>> start PROVIDED RECORDS

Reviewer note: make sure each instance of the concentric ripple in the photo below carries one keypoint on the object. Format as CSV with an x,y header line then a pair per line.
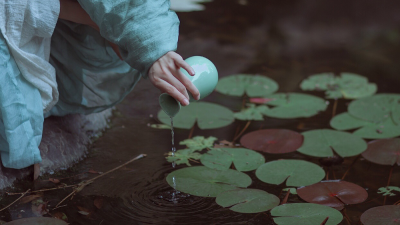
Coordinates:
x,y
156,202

>> end PROVIDED RECORDS
>> start PROVIDED RECORDS

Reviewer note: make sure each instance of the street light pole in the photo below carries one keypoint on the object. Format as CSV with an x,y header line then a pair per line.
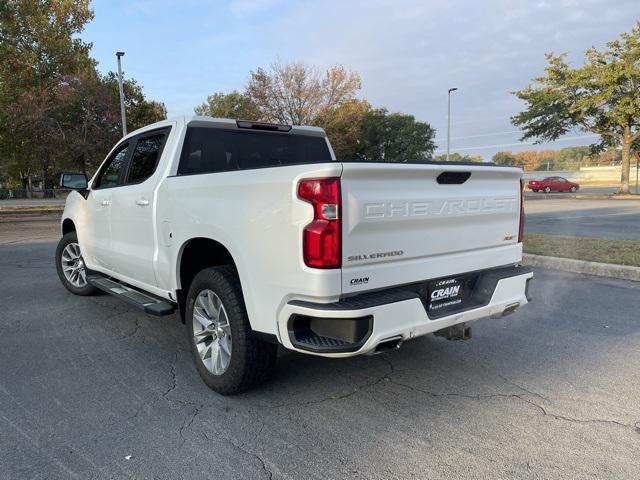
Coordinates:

>> end PROVIDED RECORDS

TO BE DONE
State only the number of lines in the rows above that contain the string "with".

RESULT FOR THIS TASK
2